**WORK INSTRUCTION:**
The task for the listing below is to write out exactly the lines starting at the one containing "ngl i can't tell — where is the metal" and ending at the one containing "ngl i can't tell — where is the chopped", both included. Pictures are to be omitted.
========
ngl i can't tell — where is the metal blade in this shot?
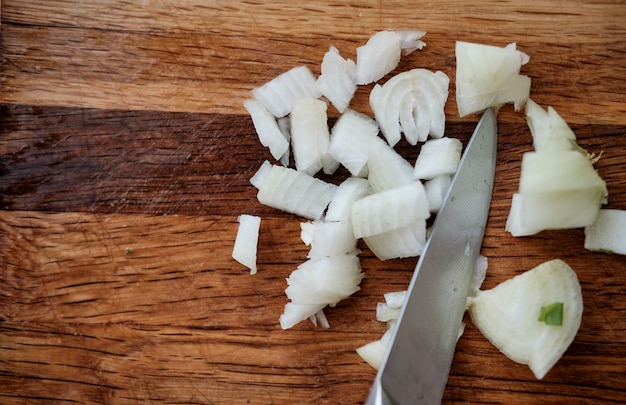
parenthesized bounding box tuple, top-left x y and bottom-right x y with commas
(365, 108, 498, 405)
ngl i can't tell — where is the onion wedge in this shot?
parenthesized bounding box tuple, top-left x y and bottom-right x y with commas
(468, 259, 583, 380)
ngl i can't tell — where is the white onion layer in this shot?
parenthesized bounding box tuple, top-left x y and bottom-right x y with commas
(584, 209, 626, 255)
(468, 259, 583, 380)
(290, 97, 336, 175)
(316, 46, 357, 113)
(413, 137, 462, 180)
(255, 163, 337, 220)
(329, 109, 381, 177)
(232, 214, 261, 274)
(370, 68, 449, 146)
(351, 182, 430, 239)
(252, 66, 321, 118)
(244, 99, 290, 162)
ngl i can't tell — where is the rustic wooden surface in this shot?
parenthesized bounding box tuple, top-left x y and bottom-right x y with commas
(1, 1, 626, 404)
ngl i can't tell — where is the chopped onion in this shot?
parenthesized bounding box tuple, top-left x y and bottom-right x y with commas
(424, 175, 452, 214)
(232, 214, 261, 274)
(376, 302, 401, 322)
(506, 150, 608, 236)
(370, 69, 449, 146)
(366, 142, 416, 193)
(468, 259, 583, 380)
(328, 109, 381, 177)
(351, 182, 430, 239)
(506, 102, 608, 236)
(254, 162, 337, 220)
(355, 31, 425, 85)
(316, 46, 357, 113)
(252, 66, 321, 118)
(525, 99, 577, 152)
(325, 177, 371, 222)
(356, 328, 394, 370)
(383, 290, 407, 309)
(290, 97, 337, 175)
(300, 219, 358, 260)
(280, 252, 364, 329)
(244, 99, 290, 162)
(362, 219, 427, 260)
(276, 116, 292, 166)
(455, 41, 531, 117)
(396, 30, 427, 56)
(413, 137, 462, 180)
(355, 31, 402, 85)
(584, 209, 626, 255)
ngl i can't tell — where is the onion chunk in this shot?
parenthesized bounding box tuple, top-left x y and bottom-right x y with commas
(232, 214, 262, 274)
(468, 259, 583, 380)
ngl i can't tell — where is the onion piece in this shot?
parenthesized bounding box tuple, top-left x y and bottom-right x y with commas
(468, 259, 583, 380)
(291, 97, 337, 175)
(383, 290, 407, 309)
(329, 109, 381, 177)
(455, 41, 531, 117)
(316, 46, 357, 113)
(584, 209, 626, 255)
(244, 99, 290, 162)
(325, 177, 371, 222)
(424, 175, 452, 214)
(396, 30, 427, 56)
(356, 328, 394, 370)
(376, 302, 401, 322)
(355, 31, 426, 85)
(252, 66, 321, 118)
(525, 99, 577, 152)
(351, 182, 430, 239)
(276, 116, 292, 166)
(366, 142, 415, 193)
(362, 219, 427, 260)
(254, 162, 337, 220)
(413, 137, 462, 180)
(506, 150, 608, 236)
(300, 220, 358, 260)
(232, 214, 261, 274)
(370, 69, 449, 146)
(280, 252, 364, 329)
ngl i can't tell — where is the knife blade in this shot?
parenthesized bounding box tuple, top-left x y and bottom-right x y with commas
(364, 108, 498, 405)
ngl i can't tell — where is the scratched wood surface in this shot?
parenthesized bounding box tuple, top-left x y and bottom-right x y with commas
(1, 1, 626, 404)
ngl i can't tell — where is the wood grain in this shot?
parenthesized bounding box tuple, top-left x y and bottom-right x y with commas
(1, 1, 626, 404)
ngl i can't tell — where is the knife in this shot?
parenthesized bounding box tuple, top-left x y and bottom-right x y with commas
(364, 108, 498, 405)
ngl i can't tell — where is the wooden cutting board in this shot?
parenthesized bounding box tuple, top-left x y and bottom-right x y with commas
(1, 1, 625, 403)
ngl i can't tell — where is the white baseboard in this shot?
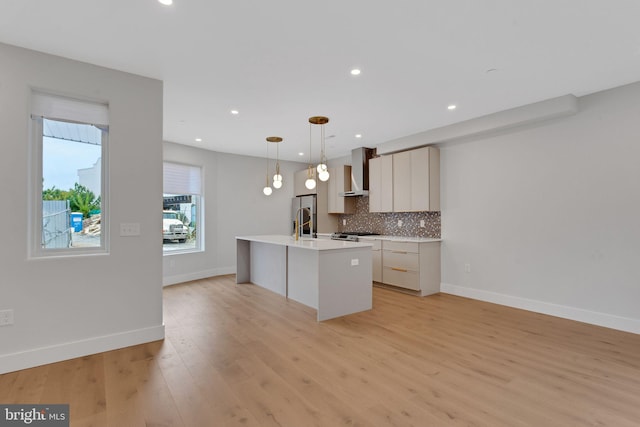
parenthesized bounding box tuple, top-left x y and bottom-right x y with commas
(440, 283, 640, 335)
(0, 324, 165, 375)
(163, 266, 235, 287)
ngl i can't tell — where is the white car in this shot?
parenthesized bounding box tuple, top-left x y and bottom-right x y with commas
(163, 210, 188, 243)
========
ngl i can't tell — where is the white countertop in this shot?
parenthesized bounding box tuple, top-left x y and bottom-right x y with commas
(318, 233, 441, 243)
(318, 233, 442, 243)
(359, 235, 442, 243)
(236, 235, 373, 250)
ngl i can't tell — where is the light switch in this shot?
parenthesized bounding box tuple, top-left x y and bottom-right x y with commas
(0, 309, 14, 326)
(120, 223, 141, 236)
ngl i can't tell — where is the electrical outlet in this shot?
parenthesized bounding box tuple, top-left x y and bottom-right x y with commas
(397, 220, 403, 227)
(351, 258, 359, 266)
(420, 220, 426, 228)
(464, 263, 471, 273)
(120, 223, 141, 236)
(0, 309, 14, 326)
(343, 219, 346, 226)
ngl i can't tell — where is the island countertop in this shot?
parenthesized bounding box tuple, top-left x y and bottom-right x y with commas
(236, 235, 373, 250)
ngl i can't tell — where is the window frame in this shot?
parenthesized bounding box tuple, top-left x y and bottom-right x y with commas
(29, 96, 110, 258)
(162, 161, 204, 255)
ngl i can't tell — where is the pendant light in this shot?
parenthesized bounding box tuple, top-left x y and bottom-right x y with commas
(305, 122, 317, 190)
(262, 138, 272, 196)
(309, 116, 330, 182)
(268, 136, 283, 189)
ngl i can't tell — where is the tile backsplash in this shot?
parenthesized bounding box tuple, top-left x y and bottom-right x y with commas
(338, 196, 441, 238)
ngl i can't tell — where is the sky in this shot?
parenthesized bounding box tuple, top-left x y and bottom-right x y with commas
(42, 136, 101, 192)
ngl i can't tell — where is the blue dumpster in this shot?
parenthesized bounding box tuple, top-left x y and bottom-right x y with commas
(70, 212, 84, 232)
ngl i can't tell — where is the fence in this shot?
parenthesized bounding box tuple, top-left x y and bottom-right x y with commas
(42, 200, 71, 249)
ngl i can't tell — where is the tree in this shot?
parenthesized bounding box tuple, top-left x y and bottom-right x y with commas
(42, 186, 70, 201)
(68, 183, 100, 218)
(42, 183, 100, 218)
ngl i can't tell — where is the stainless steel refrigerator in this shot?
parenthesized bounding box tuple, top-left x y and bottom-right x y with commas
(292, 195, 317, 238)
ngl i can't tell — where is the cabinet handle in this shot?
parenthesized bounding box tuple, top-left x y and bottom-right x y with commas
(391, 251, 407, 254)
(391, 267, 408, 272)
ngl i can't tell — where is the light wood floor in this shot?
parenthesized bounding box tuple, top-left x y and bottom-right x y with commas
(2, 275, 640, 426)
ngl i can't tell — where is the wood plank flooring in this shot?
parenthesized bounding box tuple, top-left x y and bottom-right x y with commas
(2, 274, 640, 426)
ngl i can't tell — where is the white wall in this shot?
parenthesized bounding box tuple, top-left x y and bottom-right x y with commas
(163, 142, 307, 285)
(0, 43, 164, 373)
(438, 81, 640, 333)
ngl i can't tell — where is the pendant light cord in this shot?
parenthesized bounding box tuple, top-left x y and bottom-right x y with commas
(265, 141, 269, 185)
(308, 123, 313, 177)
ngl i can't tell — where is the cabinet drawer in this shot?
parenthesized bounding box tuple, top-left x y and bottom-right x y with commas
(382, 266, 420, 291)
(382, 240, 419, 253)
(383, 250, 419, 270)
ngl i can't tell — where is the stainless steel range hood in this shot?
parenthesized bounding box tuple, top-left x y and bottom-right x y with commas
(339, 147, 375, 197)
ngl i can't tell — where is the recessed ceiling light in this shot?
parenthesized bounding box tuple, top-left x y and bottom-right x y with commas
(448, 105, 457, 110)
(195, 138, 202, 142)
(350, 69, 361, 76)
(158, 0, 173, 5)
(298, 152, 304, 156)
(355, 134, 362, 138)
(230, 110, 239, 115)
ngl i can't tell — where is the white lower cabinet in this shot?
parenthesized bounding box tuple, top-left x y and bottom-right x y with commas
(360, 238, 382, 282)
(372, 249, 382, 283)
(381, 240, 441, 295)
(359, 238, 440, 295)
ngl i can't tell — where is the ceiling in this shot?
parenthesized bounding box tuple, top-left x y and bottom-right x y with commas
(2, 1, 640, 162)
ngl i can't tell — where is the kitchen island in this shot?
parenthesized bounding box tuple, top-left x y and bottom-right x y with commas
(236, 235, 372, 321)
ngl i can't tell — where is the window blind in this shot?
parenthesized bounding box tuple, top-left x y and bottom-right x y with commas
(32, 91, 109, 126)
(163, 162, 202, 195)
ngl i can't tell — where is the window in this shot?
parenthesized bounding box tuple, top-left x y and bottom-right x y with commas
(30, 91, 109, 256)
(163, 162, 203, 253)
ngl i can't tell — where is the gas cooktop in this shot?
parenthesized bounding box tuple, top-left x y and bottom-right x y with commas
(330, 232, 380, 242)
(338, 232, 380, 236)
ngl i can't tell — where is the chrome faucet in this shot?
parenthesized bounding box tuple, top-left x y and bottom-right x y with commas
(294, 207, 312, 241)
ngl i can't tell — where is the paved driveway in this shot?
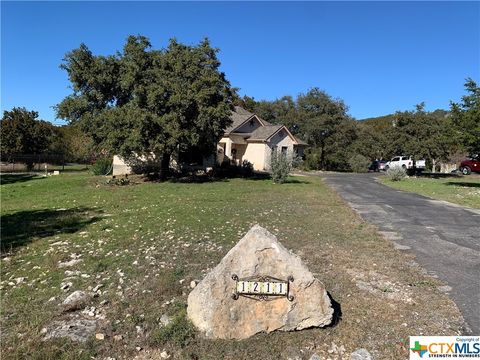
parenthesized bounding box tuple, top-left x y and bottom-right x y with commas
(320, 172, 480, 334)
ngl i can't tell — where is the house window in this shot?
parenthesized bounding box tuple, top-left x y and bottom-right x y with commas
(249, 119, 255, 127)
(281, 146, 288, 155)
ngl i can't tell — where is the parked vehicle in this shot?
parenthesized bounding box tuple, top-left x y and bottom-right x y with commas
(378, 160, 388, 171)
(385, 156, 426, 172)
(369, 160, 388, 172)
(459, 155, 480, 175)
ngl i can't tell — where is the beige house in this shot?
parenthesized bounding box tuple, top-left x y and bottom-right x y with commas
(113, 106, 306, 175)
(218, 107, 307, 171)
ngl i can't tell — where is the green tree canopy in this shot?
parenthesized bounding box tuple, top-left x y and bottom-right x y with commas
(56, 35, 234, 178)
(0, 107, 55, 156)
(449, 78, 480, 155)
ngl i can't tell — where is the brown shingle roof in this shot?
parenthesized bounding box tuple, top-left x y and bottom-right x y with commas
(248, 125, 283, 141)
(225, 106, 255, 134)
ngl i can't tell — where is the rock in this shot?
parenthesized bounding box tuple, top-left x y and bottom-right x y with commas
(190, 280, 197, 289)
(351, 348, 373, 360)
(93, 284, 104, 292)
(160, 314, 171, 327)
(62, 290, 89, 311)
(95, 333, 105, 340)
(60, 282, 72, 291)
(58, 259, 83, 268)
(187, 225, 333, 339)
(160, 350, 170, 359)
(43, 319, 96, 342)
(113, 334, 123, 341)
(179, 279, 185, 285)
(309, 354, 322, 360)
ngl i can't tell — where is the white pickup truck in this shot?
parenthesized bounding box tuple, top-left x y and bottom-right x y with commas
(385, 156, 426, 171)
========
**TASK ANSWER:**
ngl i can't tell — where is the metal blade in this shot?
parenthesized bounding box tuple, top-left x y and bottom-right x y with commas
(365, 108, 498, 405)
ngl i can't tell — where is the onion wedge in this shot?
parenthesized bounding box tuple, top-left x y and bottom-right x y with commas
(468, 259, 583, 380)
ngl i can't tell — where is the white onion layer in this shot?
parenthesized bounding box tuple, top-left x y and bottom-right x y with commas
(584, 209, 626, 255)
(468, 259, 583, 380)
(290, 97, 336, 175)
(316, 46, 357, 113)
(413, 137, 462, 180)
(255, 163, 337, 220)
(329, 109, 381, 177)
(232, 214, 261, 274)
(370, 68, 449, 146)
(351, 182, 430, 239)
(252, 66, 321, 118)
(244, 99, 290, 162)
ngl i can't tell — where is the rustic wooden surface in this shot?
parenthesized bounding box tuple, top-left x y and bottom-right x y with commas
(1, 1, 626, 404)
ngl i can't tell — where is the chopped onion in this shot?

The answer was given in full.